(Dataset rows)
------------------------------
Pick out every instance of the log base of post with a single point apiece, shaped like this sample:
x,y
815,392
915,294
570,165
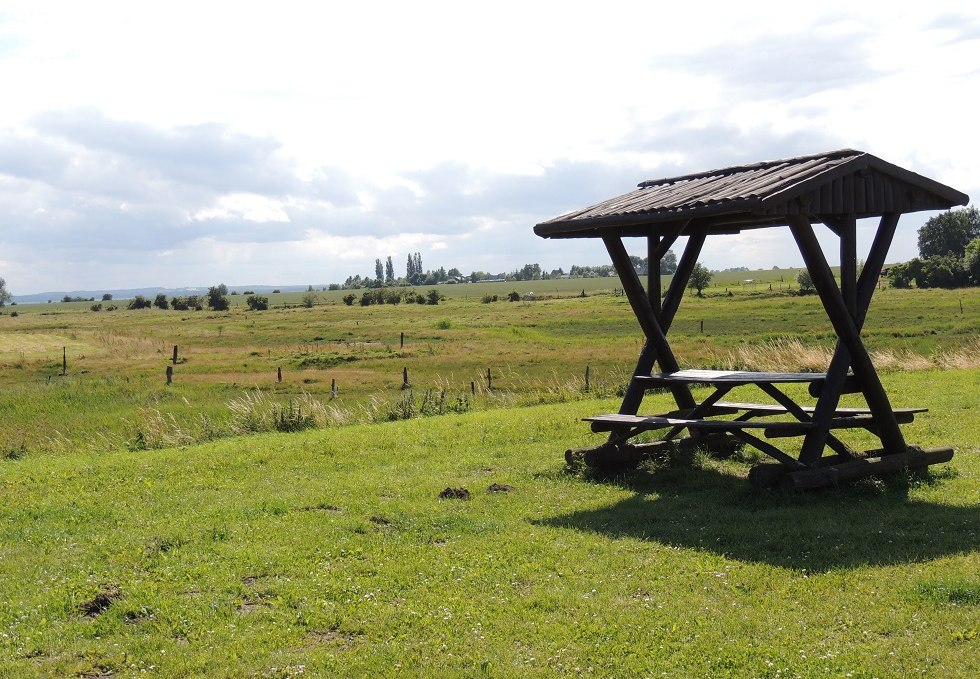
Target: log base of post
x,y
623,455
833,471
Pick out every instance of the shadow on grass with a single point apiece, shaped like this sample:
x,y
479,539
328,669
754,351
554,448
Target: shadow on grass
x,y
869,523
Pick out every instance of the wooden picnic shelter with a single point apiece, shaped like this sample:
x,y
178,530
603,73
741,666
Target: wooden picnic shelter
x,y
835,189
------------------------------
◆ Aim
Convert all of the items above into a Markdown table with the columns Line No. and Item Text, putting each non-blank line in its own row. Leave the pictures out of the table.

◆ Final result
| Line No. | Item Text |
|---|---|
| 1 | Pick out every instance of the log base of post with a single point apiece, shaped like this sample: |
| 2 | x,y |
| 3 | 815,392 |
| 4 | 915,294 |
| 5 | 570,165 |
| 6 | Target: log base of post |
| 7 | x,y |
| 8 | 623,455 |
| 9 | 833,471 |
| 10 | Pick out every instance of the shadow on grass with a single point apiece, shaped like this sample: |
| 11 | x,y |
| 12 | 479,539 |
| 13 | 328,669 |
| 14 | 754,351 |
| 15 | 554,448 |
| 16 | Target: shadow on grass |
| 17 | x,y |
| 18 | 869,523 |
| 19 | Pick out every instance of the wooden picnic shelter with a single point apiece, shaped like this sample: |
| 20 | x,y |
| 21 | 178,530 |
| 22 | 603,73 |
| 23 | 741,666 |
| 24 | Target: wooden picnic shelter |
| 25 | x,y |
| 26 | 835,189 |